Excerpts from point annotation data:
==*==

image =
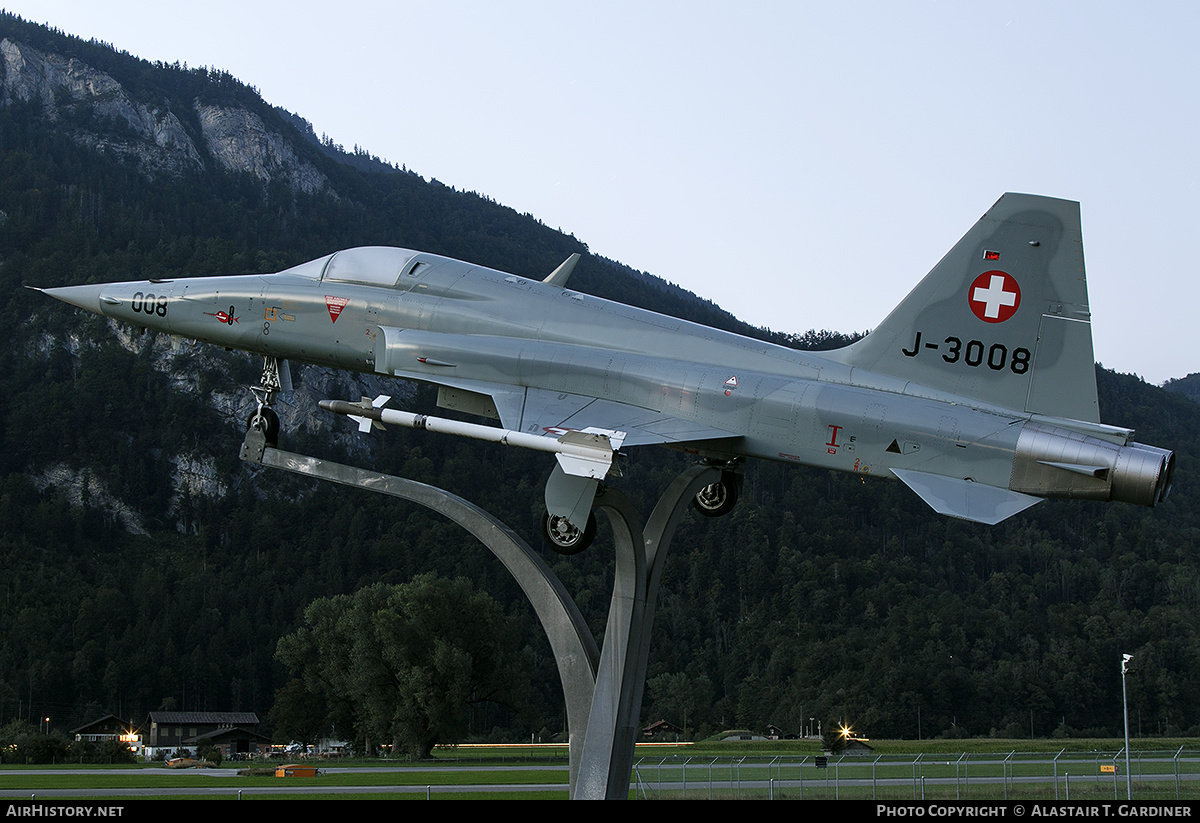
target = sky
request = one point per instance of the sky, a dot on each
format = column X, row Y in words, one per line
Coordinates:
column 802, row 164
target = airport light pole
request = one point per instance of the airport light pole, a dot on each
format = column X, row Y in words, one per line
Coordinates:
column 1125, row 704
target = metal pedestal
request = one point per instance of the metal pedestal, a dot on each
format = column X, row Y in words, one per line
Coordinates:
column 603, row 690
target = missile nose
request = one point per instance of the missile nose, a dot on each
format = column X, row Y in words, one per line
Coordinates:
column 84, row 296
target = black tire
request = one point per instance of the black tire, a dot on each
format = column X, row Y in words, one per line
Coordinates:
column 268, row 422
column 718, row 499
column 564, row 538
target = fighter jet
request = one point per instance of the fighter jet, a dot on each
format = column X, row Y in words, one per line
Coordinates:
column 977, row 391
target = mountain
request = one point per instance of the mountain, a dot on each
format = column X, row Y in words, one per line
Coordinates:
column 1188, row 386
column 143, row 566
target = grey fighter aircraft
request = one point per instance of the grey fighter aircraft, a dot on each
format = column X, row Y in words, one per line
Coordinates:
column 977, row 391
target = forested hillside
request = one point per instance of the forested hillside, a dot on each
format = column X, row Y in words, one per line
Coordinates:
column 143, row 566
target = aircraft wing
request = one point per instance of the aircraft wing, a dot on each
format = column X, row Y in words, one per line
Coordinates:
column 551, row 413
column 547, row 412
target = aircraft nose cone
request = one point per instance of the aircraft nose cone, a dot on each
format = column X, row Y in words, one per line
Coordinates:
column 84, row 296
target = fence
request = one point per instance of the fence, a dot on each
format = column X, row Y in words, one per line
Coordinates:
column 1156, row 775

==*==

## PROBLEM
Render all of the material above as a two-column CSV with the columns "request" and "answer" and one row per request. Put each request's text and its answer in their own quoted fields, replace line breaks with spaces, and leave out the pictures.

## SOLUTION TO THIS PROBLEM
request,answer
"image = target = sky request = one point per instance of the sky, a dot on each format = column X, row Y in words, one per line Coordinates:","column 802, row 164"
"target = airport light pole request = one point per instance of the airport light pole, a dot on each format = column X, row Y in words, one per line Coordinates:","column 1125, row 704"
"target = metal pedestal request = one point per instance of the metal pedestal, a dot on each format = column X, row Y in words, one per line Coordinates:","column 603, row 690"
"target = missile nose request = one point per instance of the missile nose, a dot on each format = column X, row Y in words, one per line Coordinates:","column 84, row 296"
"target = black tire request = one point per instance of the black tire, a dot on each format = column X, row Y in words, one per line Coordinates:","column 268, row 422 column 718, row 499 column 564, row 538"
"target = fighter jet request = one point per instance of the fighter jet, a dot on each format = column X, row Y in words, one per line Coordinates:","column 977, row 391"
"target = mountain request = one point per instance of the mountain, a dot on each format = column X, row Y in words, one per line Coordinates:","column 1188, row 386 column 143, row 566"
"target = grey fighter aircraft request = one point per instance of the grey fighter aircraft, a dot on each format = column X, row Y in words, one per line Coordinates:","column 977, row 391"
"target = forested hillside request = one point per instance of the forested hillside, a dot on each format = column X, row Y in words, one per line Coordinates:","column 143, row 566"
"target = aircraft wing request = one point per instance of the aircraft wing, a dot on each format = column X, row Y in words, one per line Coordinates:","column 551, row 413 column 547, row 412"
"target = aircraft nose cone request = one point per instance of the aircraft nose cone, a dot on each format = column X, row Y in words, one per line Coordinates:","column 84, row 296"
"target = fence request = one point per instance of the fence, a dot on each format = column X, row Y in words, one per line Coordinates:","column 1156, row 775"